## Activity:
Retype the listing that follows, word for word.

[[ Input open ]]

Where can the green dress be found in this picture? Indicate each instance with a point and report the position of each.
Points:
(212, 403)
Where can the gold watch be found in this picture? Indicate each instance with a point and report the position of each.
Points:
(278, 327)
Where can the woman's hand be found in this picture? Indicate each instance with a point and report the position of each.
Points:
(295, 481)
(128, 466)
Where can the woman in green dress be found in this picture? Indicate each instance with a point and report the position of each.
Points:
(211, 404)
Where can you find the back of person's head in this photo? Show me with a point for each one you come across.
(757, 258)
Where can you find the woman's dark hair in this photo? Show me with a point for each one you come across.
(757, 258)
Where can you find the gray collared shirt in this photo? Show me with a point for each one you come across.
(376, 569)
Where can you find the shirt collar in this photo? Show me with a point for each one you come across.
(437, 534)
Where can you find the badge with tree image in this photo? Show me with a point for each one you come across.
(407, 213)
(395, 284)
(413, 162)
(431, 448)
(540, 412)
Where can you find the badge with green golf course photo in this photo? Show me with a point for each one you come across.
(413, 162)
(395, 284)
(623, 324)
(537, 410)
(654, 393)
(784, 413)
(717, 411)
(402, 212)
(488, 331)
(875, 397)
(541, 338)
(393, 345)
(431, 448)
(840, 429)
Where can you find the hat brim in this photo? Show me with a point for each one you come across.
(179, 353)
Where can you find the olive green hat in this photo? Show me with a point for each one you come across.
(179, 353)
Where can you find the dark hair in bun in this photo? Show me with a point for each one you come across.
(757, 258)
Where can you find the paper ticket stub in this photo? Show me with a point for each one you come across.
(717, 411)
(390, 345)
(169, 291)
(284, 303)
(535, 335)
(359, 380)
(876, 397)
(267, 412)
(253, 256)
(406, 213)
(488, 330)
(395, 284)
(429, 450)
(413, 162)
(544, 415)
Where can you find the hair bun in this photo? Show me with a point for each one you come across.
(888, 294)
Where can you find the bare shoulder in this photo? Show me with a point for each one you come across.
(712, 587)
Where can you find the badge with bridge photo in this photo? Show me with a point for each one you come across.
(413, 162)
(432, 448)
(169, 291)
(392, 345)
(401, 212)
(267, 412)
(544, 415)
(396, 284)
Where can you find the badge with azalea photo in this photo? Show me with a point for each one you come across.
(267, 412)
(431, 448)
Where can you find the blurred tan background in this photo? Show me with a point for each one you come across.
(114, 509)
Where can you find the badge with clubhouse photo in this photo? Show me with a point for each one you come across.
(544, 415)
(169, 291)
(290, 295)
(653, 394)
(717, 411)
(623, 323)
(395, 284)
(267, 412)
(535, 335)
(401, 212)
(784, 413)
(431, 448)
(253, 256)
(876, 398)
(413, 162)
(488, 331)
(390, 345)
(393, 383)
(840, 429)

[[ Input closed ]]

## Result for this task:
Where can the green dress be found in this picture? Indicate each instance with a point and report the position of each.
Points:
(212, 403)
Where can the gold watch be found in this picture? Indicate each instance with a point and report the position of each.
Points:
(278, 327)
Where can the woman's hand be found in this picture? Indicate each instance with a point and report the position of each.
Points:
(295, 481)
(128, 466)
Where can the woman in green dress be found in this picture? Indicate each instance with a point and report the position of each.
Points:
(211, 404)
Where can you find the back of person's head in this photo? Show me with a point for each one you come across.
(757, 258)
Where can you find the woman's dark hair in this photo? Show me with a point for each one you come across.
(757, 258)
Where can you find the gray collared shirt in this photo? Show me with a point for each one you come across.
(376, 569)
Where can you find the shirt collar in this photo? Show me with a point for each one you come across.
(437, 534)
Where can you find the badge with tree image in this photo? Show me with a point for each one you come across.
(407, 213)
(395, 284)
(413, 162)
(431, 448)
(540, 412)
Where can you find the badge with green golf course photo in this photo? Show me with a point for each one you come across.
(413, 162)
(395, 284)
(623, 324)
(537, 410)
(654, 393)
(784, 413)
(717, 411)
(402, 212)
(488, 331)
(875, 397)
(541, 338)
(393, 345)
(431, 448)
(840, 429)
Where can you find the hat brim in this photo? Show me with a point for each one you come across.
(179, 353)
Where can you find the olive green hat in this photo? Show me with a point for each one you come across.
(179, 353)
Where can you find the dark hair in bun in this photo? Show me with a point for each one you come across.
(757, 258)
Where can you find the paper ticket stub in this photo? Show me with a point for each one you come across.
(717, 411)
(390, 345)
(169, 291)
(284, 303)
(535, 335)
(359, 380)
(876, 397)
(267, 412)
(253, 256)
(406, 213)
(488, 330)
(395, 284)
(429, 450)
(413, 162)
(544, 415)
Where can you find the hair bun in this photo? Show me with a point for each one you come across.
(888, 294)
Where can you find the bare shoulder in this photo? Show me with a point for each one you come across.
(712, 587)
Where can you find the badge with bridge photo in this photo? Show me with a point for each one you come across.
(413, 162)
(432, 448)
(169, 291)
(392, 345)
(401, 212)
(267, 412)
(544, 415)
(396, 284)
Where can you find the badge with azalea photo in this photo? Show me with a point for each one you come across.
(267, 412)
(431, 448)
Where can you find the blurred tan background in this photo? Show me with a point for each one you come across.
(114, 509)
Where can you find the badge with clubhouse photo in this photo? Show me with a point for each one you come across.
(544, 415)
(169, 291)
(290, 295)
(653, 394)
(717, 411)
(623, 323)
(395, 284)
(267, 412)
(535, 335)
(401, 212)
(784, 413)
(431, 448)
(253, 256)
(876, 398)
(413, 162)
(488, 331)
(390, 345)
(393, 383)
(840, 429)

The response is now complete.